[Entries excerpted from a collection]

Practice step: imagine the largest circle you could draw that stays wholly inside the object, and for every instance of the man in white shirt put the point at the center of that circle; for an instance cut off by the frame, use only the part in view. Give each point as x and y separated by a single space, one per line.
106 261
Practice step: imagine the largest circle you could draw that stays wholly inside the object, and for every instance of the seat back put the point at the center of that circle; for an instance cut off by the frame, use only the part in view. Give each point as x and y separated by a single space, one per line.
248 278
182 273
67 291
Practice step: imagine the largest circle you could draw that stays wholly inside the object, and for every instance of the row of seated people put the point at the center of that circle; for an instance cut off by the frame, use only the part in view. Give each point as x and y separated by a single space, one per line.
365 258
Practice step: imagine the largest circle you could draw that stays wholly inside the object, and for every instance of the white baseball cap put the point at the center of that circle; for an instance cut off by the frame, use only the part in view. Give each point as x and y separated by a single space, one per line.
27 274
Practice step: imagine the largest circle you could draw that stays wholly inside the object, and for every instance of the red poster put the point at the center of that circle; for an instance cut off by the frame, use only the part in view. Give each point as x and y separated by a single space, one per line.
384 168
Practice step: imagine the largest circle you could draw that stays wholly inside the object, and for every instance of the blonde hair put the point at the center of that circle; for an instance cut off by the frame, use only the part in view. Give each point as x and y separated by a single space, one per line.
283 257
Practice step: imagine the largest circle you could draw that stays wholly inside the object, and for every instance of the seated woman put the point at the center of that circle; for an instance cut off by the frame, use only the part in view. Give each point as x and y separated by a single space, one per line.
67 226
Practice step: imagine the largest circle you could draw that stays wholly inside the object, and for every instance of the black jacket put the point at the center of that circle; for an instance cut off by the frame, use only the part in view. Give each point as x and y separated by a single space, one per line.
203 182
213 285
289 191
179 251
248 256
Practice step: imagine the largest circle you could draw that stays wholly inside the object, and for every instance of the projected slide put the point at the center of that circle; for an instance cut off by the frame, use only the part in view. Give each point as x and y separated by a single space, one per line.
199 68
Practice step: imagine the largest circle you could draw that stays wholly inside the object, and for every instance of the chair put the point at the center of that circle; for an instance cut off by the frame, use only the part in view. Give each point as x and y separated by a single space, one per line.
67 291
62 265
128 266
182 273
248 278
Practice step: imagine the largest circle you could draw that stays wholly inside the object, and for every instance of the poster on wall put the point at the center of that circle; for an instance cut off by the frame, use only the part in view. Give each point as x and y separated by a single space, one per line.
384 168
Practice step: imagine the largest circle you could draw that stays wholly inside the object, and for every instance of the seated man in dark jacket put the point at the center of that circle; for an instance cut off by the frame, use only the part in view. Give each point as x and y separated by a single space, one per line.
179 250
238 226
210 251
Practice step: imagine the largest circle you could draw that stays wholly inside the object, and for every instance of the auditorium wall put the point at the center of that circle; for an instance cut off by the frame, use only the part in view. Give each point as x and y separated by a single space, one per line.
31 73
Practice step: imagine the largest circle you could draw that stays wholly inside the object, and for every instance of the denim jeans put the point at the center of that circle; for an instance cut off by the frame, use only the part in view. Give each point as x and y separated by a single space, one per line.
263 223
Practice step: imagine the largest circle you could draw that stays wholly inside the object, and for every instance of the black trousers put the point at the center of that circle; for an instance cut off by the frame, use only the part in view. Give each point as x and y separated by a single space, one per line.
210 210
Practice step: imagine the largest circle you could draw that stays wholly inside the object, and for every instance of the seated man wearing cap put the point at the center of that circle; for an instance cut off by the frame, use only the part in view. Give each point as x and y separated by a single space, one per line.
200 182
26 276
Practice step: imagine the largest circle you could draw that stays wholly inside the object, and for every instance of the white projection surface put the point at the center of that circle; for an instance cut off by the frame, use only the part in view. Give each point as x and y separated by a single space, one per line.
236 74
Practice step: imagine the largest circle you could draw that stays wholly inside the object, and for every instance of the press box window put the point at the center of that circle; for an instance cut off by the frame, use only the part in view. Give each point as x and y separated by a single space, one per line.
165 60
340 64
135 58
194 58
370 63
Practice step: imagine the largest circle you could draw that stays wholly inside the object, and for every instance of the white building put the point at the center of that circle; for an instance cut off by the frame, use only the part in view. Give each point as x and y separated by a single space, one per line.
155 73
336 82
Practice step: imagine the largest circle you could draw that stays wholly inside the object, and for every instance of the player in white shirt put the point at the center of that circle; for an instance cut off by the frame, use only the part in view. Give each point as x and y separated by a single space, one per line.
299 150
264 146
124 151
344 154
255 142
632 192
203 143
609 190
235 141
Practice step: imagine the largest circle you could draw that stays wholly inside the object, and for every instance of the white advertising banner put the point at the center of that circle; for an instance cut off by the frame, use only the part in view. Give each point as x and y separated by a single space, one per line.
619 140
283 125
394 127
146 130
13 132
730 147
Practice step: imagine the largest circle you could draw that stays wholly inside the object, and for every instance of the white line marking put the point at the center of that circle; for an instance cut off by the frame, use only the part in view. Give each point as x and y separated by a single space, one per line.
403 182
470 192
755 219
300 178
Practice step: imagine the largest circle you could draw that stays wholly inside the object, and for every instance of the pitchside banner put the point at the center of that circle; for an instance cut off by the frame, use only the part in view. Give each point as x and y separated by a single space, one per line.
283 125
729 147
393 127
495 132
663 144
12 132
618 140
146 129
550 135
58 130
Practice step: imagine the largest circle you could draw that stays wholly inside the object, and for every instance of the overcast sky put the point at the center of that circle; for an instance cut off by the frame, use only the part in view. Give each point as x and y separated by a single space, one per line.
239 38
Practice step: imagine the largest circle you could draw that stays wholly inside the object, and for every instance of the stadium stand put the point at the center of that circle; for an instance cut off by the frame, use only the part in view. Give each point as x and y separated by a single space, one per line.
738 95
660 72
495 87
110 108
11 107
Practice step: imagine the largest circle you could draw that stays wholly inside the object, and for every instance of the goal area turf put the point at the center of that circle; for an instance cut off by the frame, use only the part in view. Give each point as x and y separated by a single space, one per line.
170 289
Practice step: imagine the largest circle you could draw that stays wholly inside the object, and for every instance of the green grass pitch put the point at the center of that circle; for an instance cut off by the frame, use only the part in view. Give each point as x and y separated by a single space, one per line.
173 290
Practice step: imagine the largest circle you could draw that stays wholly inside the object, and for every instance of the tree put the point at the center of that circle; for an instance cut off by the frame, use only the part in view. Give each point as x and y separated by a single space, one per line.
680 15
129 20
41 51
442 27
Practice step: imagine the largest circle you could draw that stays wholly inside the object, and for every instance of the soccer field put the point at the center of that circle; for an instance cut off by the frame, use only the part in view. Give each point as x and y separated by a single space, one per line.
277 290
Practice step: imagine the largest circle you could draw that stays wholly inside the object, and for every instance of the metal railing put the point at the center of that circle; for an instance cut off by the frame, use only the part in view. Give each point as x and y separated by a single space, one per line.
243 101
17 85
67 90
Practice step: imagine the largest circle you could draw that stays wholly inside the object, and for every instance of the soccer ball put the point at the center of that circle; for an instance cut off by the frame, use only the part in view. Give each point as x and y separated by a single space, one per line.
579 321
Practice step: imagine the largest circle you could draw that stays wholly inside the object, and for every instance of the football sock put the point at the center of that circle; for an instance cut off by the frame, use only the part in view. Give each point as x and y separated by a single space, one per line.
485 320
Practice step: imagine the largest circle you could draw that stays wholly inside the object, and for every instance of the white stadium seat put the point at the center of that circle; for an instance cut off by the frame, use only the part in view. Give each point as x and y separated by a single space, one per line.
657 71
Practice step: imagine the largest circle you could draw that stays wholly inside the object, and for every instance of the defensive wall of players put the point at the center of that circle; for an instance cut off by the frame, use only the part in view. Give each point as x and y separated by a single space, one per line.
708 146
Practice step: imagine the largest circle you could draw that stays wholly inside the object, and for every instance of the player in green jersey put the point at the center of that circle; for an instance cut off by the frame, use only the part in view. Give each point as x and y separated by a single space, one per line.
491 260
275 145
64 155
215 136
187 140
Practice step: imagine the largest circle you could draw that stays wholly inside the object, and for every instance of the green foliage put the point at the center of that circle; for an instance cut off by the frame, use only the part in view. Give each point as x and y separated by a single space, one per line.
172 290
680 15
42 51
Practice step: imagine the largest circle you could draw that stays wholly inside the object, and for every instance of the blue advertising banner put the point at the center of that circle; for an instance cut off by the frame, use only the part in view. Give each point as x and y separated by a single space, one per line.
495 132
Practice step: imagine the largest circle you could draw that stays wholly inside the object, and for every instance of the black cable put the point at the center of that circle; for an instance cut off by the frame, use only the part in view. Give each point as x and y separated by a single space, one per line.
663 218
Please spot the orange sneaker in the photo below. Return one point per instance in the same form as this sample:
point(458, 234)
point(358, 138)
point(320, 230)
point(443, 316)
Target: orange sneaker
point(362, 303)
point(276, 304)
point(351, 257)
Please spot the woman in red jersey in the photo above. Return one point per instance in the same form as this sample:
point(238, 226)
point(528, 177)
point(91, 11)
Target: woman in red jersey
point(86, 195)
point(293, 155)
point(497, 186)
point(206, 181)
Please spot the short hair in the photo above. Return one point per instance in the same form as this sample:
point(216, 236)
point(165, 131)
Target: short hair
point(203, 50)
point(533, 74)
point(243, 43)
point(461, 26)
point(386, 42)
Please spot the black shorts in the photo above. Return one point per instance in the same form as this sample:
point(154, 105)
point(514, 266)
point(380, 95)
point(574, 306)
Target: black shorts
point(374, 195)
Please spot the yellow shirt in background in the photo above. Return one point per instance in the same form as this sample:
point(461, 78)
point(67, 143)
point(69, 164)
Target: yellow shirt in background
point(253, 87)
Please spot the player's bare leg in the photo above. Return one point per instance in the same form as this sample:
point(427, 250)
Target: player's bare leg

Work instructions>
Reproduce the part that opens with the line containing "Please spot the orange" and closes with the line containing "point(351, 257)", replacing "orange sneaker" with "green sneaker" and leaving all else unchanged.

Complete response>
Please spot the green sneaker in the photo below. Return one point per instance in the same form as this sample:
point(458, 234)
point(358, 138)
point(320, 230)
point(443, 316)
Target: green sneaker
point(362, 303)
point(276, 304)
point(351, 257)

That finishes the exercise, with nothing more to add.